Your task is to write out exactly the lines from the line containing "Please put a point on each instance of the painted sea" through the end of the records, inclusive at both ends.

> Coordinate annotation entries
####################

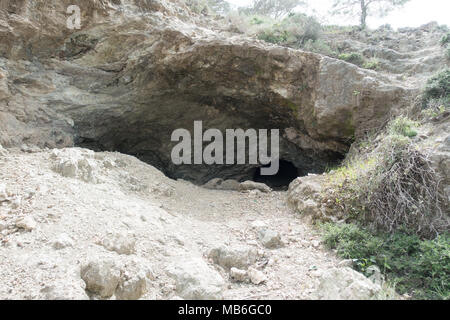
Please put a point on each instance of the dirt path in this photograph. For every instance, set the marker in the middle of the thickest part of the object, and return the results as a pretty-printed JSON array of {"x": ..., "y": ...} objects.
[{"x": 170, "y": 222}]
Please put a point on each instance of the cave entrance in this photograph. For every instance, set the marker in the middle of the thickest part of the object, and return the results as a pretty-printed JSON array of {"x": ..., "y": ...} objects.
[{"x": 287, "y": 173}]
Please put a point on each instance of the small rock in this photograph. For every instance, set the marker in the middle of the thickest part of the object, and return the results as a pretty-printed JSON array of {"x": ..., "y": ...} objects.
[
  {"x": 3, "y": 151},
  {"x": 251, "y": 185},
  {"x": 315, "y": 243},
  {"x": 109, "y": 164},
  {"x": 102, "y": 277},
  {"x": 256, "y": 276},
  {"x": 132, "y": 287},
  {"x": 27, "y": 223},
  {"x": 65, "y": 291},
  {"x": 122, "y": 243},
  {"x": 346, "y": 263},
  {"x": 195, "y": 280},
  {"x": 238, "y": 275},
  {"x": 346, "y": 284},
  {"x": 220, "y": 184},
  {"x": 63, "y": 241},
  {"x": 240, "y": 257},
  {"x": 259, "y": 225},
  {"x": 270, "y": 239},
  {"x": 3, "y": 193}
]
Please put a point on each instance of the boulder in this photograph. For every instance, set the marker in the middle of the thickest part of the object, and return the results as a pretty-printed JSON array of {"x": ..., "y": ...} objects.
[
  {"x": 238, "y": 275},
  {"x": 251, "y": 185},
  {"x": 270, "y": 238},
  {"x": 256, "y": 277},
  {"x": 62, "y": 241},
  {"x": 120, "y": 242},
  {"x": 346, "y": 284},
  {"x": 27, "y": 223},
  {"x": 240, "y": 257},
  {"x": 195, "y": 280},
  {"x": 102, "y": 277}
]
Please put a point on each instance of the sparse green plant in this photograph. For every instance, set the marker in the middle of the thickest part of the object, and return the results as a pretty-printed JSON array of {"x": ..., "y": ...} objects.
[
  {"x": 391, "y": 186},
  {"x": 352, "y": 57},
  {"x": 438, "y": 88},
  {"x": 293, "y": 31},
  {"x": 364, "y": 8},
  {"x": 418, "y": 267},
  {"x": 372, "y": 64},
  {"x": 404, "y": 126},
  {"x": 319, "y": 46},
  {"x": 445, "y": 40}
]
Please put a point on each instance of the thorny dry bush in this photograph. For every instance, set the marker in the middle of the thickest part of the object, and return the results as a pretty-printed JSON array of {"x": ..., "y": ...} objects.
[{"x": 393, "y": 186}]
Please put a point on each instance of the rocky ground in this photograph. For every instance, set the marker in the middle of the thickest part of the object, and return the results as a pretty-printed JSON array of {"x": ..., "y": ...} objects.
[{"x": 77, "y": 224}]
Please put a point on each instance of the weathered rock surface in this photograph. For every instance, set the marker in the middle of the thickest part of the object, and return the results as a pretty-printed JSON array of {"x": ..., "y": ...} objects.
[
  {"x": 101, "y": 276},
  {"x": 251, "y": 185},
  {"x": 346, "y": 284},
  {"x": 195, "y": 280},
  {"x": 122, "y": 243},
  {"x": 143, "y": 72},
  {"x": 270, "y": 239},
  {"x": 234, "y": 257}
]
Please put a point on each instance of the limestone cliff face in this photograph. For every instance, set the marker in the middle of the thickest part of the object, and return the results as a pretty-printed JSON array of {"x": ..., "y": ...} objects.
[{"x": 137, "y": 70}]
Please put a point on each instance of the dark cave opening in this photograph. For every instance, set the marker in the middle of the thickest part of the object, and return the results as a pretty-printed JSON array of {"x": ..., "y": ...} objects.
[{"x": 286, "y": 174}]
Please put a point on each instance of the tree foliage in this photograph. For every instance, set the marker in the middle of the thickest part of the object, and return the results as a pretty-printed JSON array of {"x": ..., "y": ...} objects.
[
  {"x": 274, "y": 8},
  {"x": 365, "y": 8}
]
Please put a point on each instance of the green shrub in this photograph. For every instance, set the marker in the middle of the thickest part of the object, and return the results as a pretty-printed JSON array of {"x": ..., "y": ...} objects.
[
  {"x": 419, "y": 267},
  {"x": 293, "y": 31},
  {"x": 353, "y": 57},
  {"x": 274, "y": 35},
  {"x": 198, "y": 6},
  {"x": 391, "y": 184},
  {"x": 438, "y": 87},
  {"x": 319, "y": 46},
  {"x": 403, "y": 126}
]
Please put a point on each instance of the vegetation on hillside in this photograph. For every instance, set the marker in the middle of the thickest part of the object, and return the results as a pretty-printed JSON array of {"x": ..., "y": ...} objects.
[{"x": 395, "y": 214}]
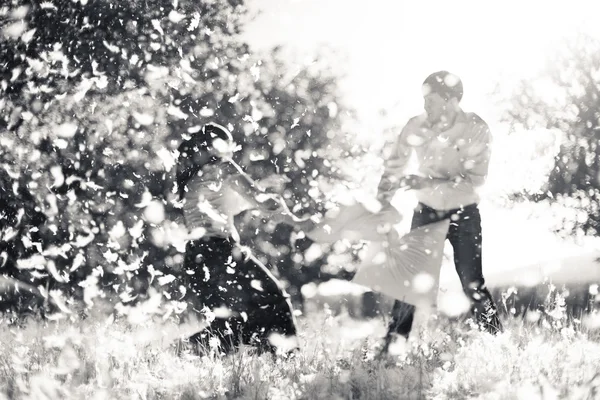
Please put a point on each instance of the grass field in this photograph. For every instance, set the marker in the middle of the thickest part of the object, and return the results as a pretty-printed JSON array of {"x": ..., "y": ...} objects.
[{"x": 100, "y": 358}]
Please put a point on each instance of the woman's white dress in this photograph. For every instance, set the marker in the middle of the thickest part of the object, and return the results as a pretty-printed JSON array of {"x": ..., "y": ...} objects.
[{"x": 404, "y": 267}]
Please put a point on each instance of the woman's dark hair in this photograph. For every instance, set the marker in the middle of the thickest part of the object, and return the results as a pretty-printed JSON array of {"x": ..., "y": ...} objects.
[{"x": 190, "y": 159}]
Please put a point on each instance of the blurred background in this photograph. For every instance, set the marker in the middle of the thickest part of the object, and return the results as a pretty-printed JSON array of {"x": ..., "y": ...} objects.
[{"x": 96, "y": 96}]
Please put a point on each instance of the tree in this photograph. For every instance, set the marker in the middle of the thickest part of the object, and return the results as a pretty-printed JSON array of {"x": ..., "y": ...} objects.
[
  {"x": 566, "y": 98},
  {"x": 96, "y": 97}
]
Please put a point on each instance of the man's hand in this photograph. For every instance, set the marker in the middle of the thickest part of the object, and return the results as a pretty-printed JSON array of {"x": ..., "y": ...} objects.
[
  {"x": 274, "y": 182},
  {"x": 415, "y": 182}
]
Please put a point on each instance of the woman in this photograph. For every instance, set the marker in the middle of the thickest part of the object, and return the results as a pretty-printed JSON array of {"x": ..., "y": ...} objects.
[{"x": 249, "y": 304}]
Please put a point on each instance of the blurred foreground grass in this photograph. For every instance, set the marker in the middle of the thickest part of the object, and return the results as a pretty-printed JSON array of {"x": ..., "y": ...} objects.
[{"x": 100, "y": 358}]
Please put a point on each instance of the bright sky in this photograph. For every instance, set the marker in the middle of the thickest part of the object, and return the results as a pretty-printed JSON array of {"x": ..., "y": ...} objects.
[{"x": 392, "y": 45}]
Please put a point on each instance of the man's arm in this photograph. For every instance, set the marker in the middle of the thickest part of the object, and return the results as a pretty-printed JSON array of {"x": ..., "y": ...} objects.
[
  {"x": 395, "y": 165},
  {"x": 476, "y": 164}
]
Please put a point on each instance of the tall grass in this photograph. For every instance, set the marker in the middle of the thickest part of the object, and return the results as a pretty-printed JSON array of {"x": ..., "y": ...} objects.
[{"x": 100, "y": 358}]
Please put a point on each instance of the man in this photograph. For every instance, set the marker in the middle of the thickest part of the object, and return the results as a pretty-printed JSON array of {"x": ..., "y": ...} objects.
[{"x": 453, "y": 152}]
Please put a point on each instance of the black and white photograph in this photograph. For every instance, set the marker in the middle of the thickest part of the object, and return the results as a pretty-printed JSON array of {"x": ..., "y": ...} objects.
[{"x": 299, "y": 199}]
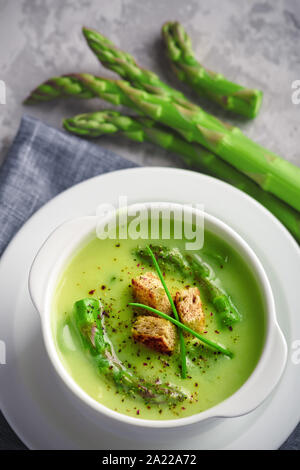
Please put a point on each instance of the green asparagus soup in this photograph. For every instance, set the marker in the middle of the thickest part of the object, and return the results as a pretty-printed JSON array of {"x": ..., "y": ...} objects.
[{"x": 93, "y": 326}]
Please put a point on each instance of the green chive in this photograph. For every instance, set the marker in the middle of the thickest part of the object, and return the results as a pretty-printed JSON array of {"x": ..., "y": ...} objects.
[
  {"x": 210, "y": 343},
  {"x": 181, "y": 338}
]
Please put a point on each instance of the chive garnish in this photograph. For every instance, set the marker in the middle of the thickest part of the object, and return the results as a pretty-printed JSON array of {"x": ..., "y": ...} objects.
[
  {"x": 181, "y": 338},
  {"x": 180, "y": 325}
]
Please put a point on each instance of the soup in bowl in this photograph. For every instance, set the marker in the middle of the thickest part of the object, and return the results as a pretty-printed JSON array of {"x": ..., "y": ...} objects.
[{"x": 152, "y": 331}]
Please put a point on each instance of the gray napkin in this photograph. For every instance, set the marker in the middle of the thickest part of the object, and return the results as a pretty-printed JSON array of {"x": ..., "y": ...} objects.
[{"x": 41, "y": 163}]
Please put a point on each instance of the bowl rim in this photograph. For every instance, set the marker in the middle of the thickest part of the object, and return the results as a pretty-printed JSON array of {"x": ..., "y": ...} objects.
[{"x": 239, "y": 244}]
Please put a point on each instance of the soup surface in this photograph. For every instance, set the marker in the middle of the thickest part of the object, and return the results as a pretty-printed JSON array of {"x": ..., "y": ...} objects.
[{"x": 104, "y": 269}]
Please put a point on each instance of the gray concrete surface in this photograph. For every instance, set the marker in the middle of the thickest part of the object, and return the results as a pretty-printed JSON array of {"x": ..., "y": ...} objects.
[{"x": 253, "y": 42}]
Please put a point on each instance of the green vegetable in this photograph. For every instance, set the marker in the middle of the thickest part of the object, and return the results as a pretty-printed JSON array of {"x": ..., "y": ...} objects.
[
  {"x": 180, "y": 325},
  {"x": 142, "y": 129},
  {"x": 267, "y": 169},
  {"x": 124, "y": 65},
  {"x": 193, "y": 265},
  {"x": 88, "y": 322},
  {"x": 181, "y": 338},
  {"x": 228, "y": 313},
  {"x": 214, "y": 86}
]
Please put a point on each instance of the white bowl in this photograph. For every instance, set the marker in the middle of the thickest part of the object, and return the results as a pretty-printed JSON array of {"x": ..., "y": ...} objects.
[{"x": 48, "y": 265}]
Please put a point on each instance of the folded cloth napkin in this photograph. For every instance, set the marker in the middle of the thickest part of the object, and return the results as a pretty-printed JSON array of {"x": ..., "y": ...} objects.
[{"x": 41, "y": 163}]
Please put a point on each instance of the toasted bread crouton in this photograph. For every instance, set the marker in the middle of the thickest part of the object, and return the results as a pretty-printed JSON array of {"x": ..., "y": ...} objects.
[
  {"x": 189, "y": 308},
  {"x": 156, "y": 333},
  {"x": 147, "y": 289}
]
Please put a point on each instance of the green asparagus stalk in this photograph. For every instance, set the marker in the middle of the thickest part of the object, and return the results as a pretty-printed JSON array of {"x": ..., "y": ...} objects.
[
  {"x": 142, "y": 129},
  {"x": 271, "y": 172},
  {"x": 214, "y": 86},
  {"x": 267, "y": 169},
  {"x": 124, "y": 65},
  {"x": 194, "y": 266},
  {"x": 184, "y": 327},
  {"x": 88, "y": 323}
]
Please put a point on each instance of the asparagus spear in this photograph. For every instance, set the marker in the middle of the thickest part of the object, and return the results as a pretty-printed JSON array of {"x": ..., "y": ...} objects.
[
  {"x": 193, "y": 265},
  {"x": 124, "y": 64},
  {"x": 215, "y": 86},
  {"x": 88, "y": 323},
  {"x": 143, "y": 129},
  {"x": 271, "y": 172}
]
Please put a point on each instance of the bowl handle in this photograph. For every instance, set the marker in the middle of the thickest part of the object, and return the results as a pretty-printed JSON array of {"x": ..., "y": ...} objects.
[
  {"x": 60, "y": 243},
  {"x": 262, "y": 382}
]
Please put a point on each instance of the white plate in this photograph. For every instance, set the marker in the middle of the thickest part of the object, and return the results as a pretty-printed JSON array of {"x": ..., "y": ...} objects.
[{"x": 31, "y": 397}]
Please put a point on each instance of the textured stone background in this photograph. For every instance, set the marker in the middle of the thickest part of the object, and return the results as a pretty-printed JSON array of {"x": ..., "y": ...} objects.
[{"x": 255, "y": 43}]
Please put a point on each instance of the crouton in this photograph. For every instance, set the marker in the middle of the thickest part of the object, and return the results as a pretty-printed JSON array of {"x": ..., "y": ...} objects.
[
  {"x": 147, "y": 289},
  {"x": 155, "y": 333},
  {"x": 189, "y": 308}
]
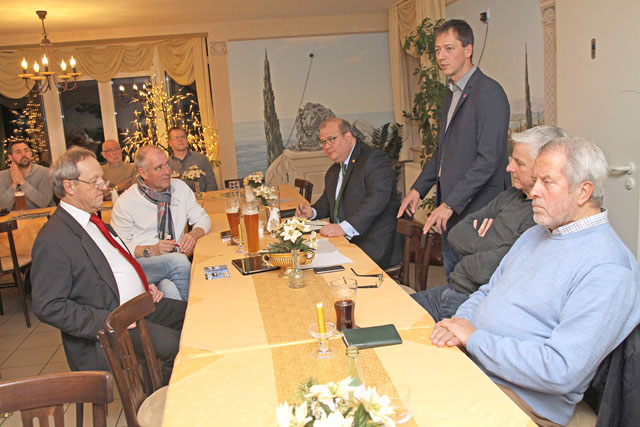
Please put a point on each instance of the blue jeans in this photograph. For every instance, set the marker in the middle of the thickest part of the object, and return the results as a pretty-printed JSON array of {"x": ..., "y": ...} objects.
[
  {"x": 441, "y": 302},
  {"x": 174, "y": 267}
]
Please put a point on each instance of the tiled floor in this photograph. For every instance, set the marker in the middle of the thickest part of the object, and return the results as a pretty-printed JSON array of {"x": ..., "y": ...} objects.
[{"x": 26, "y": 352}]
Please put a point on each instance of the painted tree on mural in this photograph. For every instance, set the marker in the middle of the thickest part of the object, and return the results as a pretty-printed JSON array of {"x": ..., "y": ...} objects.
[{"x": 271, "y": 122}]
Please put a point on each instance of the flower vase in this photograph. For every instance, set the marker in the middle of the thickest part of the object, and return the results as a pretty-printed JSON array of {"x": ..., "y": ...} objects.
[
  {"x": 296, "y": 277},
  {"x": 197, "y": 192}
]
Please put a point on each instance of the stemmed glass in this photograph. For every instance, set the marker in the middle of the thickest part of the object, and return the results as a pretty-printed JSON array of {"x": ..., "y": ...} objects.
[{"x": 323, "y": 351}]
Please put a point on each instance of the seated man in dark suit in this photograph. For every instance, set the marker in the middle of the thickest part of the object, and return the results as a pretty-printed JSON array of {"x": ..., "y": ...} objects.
[
  {"x": 79, "y": 276},
  {"x": 360, "y": 195}
]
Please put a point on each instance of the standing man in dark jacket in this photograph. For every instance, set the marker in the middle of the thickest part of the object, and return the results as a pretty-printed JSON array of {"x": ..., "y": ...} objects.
[
  {"x": 483, "y": 237},
  {"x": 469, "y": 165}
]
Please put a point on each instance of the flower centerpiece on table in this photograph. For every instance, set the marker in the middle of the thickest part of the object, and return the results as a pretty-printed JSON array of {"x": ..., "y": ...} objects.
[
  {"x": 254, "y": 180},
  {"x": 193, "y": 173},
  {"x": 290, "y": 237},
  {"x": 336, "y": 404},
  {"x": 264, "y": 194}
]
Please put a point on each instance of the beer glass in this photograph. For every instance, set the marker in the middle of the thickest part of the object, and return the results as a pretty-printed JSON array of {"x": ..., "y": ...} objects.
[
  {"x": 344, "y": 301},
  {"x": 232, "y": 209},
  {"x": 21, "y": 201},
  {"x": 250, "y": 212}
]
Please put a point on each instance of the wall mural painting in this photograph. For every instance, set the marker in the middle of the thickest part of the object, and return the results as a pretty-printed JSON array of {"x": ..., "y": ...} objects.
[{"x": 282, "y": 88}]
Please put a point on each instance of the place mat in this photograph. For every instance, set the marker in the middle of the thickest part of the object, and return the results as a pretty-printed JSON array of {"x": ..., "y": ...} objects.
[
  {"x": 279, "y": 305},
  {"x": 30, "y": 216}
]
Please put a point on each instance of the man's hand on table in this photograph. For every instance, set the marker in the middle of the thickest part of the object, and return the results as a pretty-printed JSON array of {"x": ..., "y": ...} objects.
[
  {"x": 304, "y": 211},
  {"x": 187, "y": 243},
  {"x": 163, "y": 247},
  {"x": 452, "y": 332},
  {"x": 332, "y": 230},
  {"x": 484, "y": 227},
  {"x": 156, "y": 294}
]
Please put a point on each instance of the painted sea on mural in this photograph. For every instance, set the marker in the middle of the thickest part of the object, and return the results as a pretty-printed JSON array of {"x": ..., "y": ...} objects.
[{"x": 251, "y": 150}]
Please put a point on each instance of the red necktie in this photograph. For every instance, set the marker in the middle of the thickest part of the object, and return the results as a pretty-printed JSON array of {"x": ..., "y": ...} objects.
[{"x": 103, "y": 229}]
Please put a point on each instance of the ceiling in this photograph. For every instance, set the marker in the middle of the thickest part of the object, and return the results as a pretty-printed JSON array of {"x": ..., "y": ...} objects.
[{"x": 19, "y": 17}]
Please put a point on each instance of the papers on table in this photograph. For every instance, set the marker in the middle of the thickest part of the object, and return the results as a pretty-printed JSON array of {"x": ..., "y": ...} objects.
[
  {"x": 327, "y": 254},
  {"x": 317, "y": 225}
]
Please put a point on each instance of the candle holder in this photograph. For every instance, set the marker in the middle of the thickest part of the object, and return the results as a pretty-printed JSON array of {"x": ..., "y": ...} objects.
[{"x": 323, "y": 351}]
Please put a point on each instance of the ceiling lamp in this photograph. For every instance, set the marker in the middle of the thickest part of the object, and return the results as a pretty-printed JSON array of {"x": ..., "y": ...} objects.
[{"x": 43, "y": 76}]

####################

> TASK ANSWER
Please put a point on each instance of the painted sea on mural in this photograph. For every instance, set the marker in the middle of the thickest part of the object, and return the results as a pretty-printed JSON array of {"x": ..., "y": ...} objects.
[{"x": 251, "y": 150}]
Please put a point on each instance of the red necktie in this photograph. For every instance, set the marker in the middle of the thickest part of the object, and return the results as a pretty-printed JSON array of {"x": ..., "y": ...} objects.
[{"x": 103, "y": 229}]
Please put a point on each instance of the ceiling in this photograph. For every instance, set the marker in the middle of the thickest part of the object, and return the results as a pretty-printed JSON array of {"x": ..., "y": ...} objects.
[{"x": 19, "y": 17}]
Please put a point on each instance of the papers on table in this photograph. For every instance, set the marker in the middle of the thickest part of the object, and return the results as a pretty-printed JSON array of {"x": ..., "y": ...} objects.
[
  {"x": 327, "y": 254},
  {"x": 317, "y": 225}
]
Please put a point on each instance of the candle holder in this photograph. For every instance, set the marker in the middle of the thickest part of the object, and return the results as a pretty-printed JSON array of {"x": ..., "y": ...} objects.
[{"x": 323, "y": 351}]
Please put a point on each instance of the ceiling lamp in this photograph. For every instance, set the marker in the middle of the thickest part of the object, and return the results as a pretty-printed JSON array of {"x": ..., "y": ...} objects.
[{"x": 43, "y": 76}]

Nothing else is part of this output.